### Your instructions
Which lines make up the answer? Those from the line with "of the lens" through the end of the data; reproduce them exactly.

** Given information follows **

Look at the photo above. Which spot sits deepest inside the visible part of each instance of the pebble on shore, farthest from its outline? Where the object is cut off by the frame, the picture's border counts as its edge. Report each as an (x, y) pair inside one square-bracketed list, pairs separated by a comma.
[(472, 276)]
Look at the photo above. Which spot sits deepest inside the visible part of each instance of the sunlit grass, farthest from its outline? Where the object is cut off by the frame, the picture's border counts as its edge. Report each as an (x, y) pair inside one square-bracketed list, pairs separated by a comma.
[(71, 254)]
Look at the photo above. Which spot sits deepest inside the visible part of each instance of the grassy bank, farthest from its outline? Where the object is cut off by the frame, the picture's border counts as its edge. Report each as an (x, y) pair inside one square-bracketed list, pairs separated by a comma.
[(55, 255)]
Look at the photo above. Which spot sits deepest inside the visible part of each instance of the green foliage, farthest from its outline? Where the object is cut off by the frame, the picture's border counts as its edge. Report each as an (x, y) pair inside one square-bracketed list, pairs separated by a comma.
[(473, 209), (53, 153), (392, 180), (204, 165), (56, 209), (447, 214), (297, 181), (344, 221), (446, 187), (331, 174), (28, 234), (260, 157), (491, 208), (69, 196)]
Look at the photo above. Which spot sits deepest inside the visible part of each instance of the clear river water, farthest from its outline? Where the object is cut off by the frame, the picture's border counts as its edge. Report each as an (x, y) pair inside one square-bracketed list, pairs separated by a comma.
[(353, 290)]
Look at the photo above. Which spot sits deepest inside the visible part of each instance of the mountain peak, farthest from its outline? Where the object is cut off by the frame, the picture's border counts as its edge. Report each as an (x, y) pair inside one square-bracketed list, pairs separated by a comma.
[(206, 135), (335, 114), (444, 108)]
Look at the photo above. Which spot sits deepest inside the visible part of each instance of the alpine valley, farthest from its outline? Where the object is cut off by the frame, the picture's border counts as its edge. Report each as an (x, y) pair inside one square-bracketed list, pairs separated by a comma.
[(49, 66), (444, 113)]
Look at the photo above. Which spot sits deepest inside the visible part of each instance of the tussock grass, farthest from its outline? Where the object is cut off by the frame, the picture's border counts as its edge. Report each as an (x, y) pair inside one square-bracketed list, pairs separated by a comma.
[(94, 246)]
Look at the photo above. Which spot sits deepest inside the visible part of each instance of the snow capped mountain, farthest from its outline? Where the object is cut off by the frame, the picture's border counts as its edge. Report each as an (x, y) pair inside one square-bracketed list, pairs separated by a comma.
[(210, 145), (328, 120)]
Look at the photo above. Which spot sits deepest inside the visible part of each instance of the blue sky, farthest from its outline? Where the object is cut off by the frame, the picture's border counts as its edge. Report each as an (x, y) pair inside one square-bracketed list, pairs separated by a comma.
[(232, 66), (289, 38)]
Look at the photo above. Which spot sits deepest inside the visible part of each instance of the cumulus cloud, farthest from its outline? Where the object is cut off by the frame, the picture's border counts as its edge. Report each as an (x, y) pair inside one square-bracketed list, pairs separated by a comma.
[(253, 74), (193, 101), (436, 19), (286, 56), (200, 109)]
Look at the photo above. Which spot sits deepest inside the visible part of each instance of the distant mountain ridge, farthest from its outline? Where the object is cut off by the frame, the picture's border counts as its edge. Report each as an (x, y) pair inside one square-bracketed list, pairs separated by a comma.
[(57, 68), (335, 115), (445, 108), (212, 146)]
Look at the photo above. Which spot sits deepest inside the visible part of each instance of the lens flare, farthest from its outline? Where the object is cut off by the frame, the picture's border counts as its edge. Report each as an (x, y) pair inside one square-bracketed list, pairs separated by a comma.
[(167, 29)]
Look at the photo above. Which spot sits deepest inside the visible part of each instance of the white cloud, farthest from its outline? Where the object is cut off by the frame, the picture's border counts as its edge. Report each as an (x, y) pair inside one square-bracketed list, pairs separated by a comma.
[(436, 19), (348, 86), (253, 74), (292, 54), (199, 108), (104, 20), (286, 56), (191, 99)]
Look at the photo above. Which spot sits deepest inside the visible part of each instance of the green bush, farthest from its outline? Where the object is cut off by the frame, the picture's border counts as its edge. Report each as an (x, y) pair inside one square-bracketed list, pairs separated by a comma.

** End of Given information **

### Solution for this exercise
Look at the photo above. Which spot sits deepest inside the visible part of each instance of the lens flare, farthest from its outline? Where the object is cut off by the frame, the picture's border counts as its edge. Report each as an (x, y) pair inside one square-bracketed list, pairs separated by a comma.
[(167, 29)]
Look at the photo above. Which spot sits deepest inside the visible part of each instance of the white cloud, farthest from its outline? Where the object is cut off by the frame, the picture's border counts as its edge. Report each as an (x, y) pair inside one square-bracketed list, pairs separated by a comma.
[(436, 19), (348, 86), (253, 74), (292, 54), (199, 108), (104, 20), (286, 56), (191, 99)]
Look at the photo above. Which spot sits deepest inside the visible part of each instance of the green bush, farthest from its outline? Where the object is cut off by the frame, the picture's border counts as its edge. Report each as an (x, y) pair inside one square-bracketed list, pairs separated by a comma.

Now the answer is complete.